• [Challenge 1]
Please write out the whole text on the shuffle riff, word for word.

• [Text passage]

________

Many famous blues players do this, like Billy Gibbons from ZZ Top and Joe Bonamassa. You will want to eventually learn it with a pick as well, as it builds your “pick awareness” which you will need when you play single notes and double-stops.

I suggest practicing it both ways. Both methods will help you moving forward. :sunglasses:

Thanks, sir! I just wanted to make sure I wasn’t falling into guitar heresy… I don’t want to get caught up into keeping bad habits permanently. And just to be clear, I’m pretty darn certain I will never be a famous blues player! :thinking:

Hi, I am struggling to put this 12 bar shuffle riff into practice, is there any songs you know that would allow me to play this riff over it? Preferably in A major?

Hey Martin,

Many on youtube etc.

Try this one out. Should fit nicely.

Cheers, Shane


Just started on this riff and gee wizz it burns my pick hand forearm.

________

[Excerpt from a dataset]

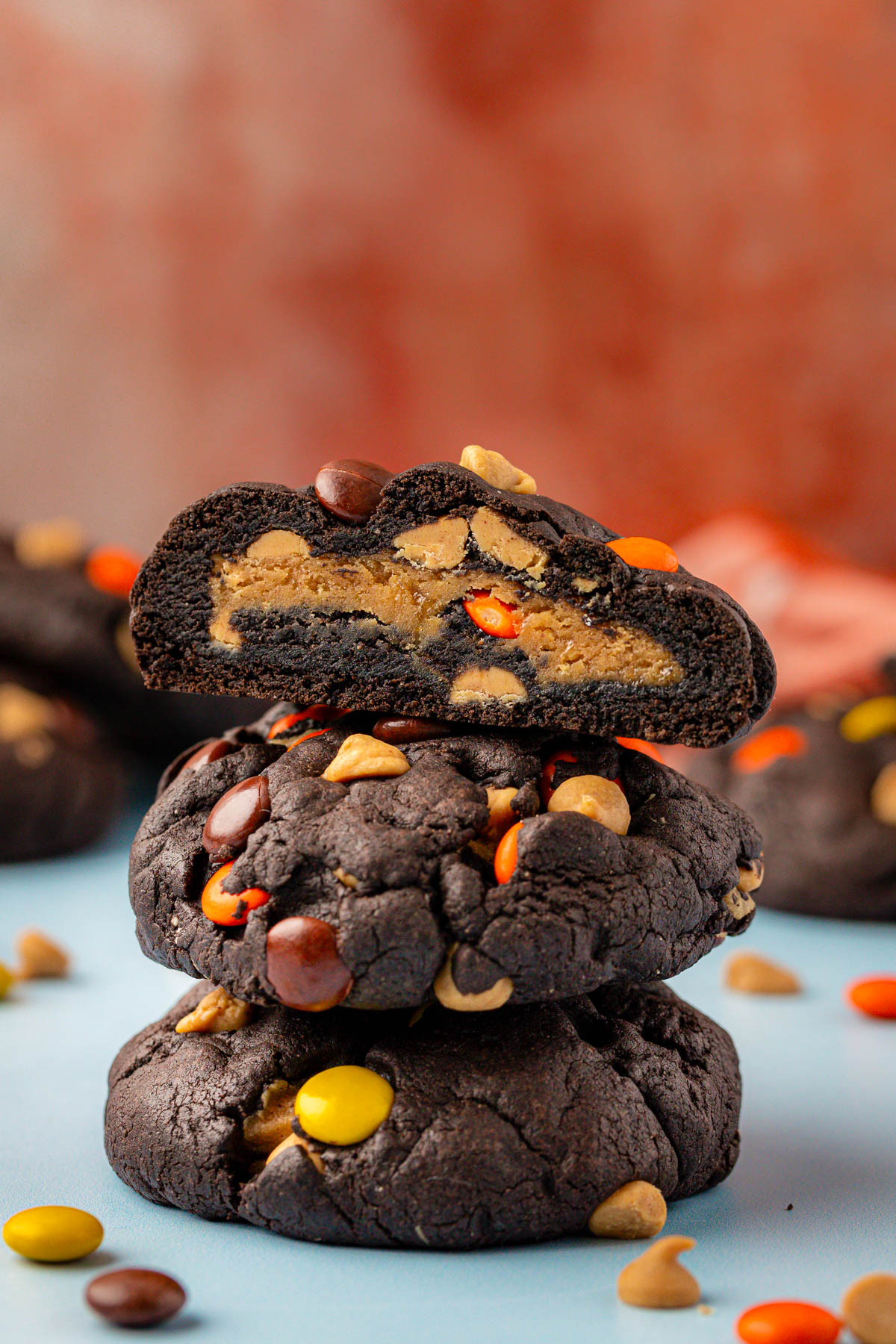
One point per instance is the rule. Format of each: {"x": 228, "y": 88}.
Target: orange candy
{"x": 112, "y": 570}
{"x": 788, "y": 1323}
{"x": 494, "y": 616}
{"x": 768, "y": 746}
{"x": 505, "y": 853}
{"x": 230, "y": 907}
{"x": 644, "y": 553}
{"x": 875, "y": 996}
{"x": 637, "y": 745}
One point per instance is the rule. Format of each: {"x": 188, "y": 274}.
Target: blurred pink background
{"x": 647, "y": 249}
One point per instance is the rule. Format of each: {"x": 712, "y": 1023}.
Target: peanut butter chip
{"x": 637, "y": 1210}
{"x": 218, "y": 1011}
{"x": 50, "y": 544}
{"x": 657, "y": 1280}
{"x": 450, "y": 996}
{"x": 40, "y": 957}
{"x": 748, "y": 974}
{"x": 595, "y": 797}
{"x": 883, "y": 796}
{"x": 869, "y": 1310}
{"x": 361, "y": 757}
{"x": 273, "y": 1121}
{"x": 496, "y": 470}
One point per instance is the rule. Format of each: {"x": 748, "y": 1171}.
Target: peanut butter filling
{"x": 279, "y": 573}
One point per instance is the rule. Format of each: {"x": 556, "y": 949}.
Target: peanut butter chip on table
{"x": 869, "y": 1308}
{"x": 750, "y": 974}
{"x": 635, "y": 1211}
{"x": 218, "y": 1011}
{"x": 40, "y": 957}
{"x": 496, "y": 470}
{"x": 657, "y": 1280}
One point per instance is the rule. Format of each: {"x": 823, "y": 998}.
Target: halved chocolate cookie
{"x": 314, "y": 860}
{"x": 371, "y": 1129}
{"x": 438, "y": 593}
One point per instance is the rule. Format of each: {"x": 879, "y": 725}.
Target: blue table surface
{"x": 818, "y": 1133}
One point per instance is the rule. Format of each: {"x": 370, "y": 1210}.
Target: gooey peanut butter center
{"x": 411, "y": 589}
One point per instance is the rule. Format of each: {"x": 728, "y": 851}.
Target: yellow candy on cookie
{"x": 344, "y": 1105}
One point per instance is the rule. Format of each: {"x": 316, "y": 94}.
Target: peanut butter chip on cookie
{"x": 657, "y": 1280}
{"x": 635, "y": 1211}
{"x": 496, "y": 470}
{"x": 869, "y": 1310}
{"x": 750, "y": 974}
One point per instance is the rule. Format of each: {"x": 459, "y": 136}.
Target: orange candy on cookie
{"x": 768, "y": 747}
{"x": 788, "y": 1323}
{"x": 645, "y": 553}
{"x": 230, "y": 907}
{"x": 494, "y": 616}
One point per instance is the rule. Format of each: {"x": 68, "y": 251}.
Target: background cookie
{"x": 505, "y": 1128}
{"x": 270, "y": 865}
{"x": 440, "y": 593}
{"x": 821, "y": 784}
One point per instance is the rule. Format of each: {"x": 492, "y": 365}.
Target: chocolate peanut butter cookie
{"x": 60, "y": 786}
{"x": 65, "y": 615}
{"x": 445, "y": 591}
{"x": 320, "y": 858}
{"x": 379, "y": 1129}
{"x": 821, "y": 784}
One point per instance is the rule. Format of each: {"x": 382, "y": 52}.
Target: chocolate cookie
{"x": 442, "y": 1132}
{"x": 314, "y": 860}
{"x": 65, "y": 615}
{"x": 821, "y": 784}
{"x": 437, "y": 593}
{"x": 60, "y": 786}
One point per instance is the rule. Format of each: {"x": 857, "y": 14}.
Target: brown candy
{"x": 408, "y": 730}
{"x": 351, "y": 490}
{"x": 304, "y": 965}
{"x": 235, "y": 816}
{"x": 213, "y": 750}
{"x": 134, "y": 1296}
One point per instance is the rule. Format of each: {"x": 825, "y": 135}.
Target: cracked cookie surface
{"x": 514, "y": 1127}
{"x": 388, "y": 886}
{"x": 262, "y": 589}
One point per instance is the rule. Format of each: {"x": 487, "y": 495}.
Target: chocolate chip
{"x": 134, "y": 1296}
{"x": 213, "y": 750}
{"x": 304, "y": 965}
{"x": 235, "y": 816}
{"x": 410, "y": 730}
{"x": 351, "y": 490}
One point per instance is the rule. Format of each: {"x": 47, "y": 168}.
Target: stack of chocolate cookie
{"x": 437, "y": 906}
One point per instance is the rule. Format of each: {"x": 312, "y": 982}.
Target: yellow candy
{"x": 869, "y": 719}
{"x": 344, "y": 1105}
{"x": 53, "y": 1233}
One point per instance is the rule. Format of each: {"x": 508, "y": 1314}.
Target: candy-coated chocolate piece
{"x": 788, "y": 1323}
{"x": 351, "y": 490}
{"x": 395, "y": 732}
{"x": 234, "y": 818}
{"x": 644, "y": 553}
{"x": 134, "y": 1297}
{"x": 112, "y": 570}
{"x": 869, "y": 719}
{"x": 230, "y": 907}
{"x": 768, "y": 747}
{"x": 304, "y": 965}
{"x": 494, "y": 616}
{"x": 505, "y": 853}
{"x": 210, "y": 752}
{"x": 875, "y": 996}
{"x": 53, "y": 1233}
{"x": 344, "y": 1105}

________

• [Challenge 2]
Count how many lines of the records contain the word "cookie". Give only the number.

• [Correct response 1]
Many famous blues players do this, like Billy Gibbons from ZZ Top and Joe Bonamassa. You will want to eventually learn it with a pick as well, as it builds your “pick awareness” which you will need when you play single notes and double-stops.

I suggest practicing it both ways. Both methods will help you moving forward. :sunglasses:

Thanks, sir! I just wanted to make sure I wasn’t falling into guitar heresy… I don’t want to get caught up into keeping bad habits permanently. And just to be clear, I’m pretty darn certain I will never be a famous blues player! :thinking:

Hi, I am struggling to put this 12 bar shuffle riff into practice, is there any songs you know that would allow me to play this riff over it? Preferably in A major?

Hey Martin,

Many on youtube etc.

Try this one out. Should fit nicely.

Cheers, Shane


Just started on this riff and gee wizz it burns my pick hand forearm.

• [Correct response 2]
9